▶ _TASK 1_
Translate this sentence from the given passage into Spanish: "His voice, deep and musical, instantly attracted attention; and his address, though not without soldierly brusqueness, was sincere and courteous."
▶ _TASK 2_
State how many lines of the entries contain the string "white", where case counts. Reply with the number alone.

▶ _GIVEN PASSAGE_
His person was strikingly prepossessing. His form, though slight,—exactly the Napoleonic size,—was very compact and commanding; the head statuesquely poised, and crowned with a luxuriance of curling black hair; a hazel eye, bright, though serene, the eye of a gentleman as well as a soldier; a nose such as you see on Roman medals; a light moustache just shading the lips, that were continually curving into the sunniest smiles. His voice, deep and musical, instantly attracted attention; and his address, though not without soldierly brusqueness, was sincere and courteous. There was one thing his backwoods detractors could never forgive: he always dressed well; and sometimes wore the military insignia presented to him by different organizations. One of these, a gold circle, inscribed with the legend, NON NOBIS, SED PRO PATRIA, was driven into his heart by the slug of the Virginian assassin.

▶ _GIVEN ENTRIES_
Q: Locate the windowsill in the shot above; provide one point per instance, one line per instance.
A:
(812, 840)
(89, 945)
* * *
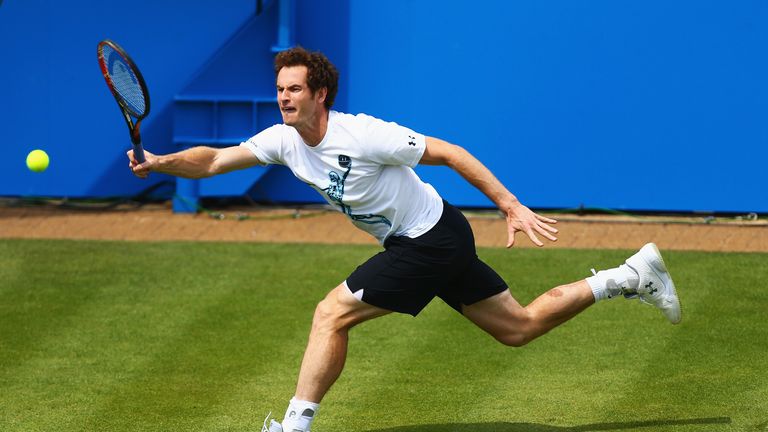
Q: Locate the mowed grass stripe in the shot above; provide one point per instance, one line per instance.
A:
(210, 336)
==
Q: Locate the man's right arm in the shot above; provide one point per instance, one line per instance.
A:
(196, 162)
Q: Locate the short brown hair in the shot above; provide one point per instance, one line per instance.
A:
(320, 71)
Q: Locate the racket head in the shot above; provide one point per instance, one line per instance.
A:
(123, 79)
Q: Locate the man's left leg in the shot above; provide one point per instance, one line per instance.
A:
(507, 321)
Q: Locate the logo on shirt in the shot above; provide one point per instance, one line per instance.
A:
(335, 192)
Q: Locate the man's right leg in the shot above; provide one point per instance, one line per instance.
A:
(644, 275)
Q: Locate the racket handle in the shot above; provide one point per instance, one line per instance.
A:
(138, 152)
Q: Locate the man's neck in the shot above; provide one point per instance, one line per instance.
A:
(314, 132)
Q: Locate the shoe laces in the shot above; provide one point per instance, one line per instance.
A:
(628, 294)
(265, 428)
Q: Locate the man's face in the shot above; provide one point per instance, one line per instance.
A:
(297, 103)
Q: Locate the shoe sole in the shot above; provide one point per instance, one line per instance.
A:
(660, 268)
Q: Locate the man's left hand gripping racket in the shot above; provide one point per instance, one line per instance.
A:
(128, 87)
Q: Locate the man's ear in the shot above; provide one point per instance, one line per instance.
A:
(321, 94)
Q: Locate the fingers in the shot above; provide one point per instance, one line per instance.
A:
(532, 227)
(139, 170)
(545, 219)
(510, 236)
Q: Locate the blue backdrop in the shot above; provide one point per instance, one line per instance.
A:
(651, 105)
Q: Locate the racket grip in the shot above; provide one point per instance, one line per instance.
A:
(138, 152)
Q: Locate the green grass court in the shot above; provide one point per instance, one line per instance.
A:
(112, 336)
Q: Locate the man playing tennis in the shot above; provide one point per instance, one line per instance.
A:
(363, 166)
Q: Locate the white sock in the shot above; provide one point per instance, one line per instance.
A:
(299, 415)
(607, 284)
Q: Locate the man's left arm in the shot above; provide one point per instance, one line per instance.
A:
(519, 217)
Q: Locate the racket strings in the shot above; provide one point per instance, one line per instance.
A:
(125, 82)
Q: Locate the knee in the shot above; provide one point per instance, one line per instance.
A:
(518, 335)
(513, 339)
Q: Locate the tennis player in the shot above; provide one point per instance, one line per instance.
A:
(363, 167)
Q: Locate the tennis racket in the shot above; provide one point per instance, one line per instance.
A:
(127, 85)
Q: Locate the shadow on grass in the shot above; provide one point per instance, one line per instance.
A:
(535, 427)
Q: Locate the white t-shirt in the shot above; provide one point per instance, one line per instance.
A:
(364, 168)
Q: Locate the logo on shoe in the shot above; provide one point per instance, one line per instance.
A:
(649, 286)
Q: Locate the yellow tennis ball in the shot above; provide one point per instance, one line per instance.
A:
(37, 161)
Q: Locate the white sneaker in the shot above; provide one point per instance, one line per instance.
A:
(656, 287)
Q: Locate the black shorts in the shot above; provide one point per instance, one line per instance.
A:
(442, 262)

▶ _COMPLETE RESPONSE 1_
Su voz, profunda y musical, atraía de inmediato la atención; y su trato, aunque no exento de cierta brusquedad militar, era sincero y cortés.

▶ _COMPLETE RESPONSE 2_
3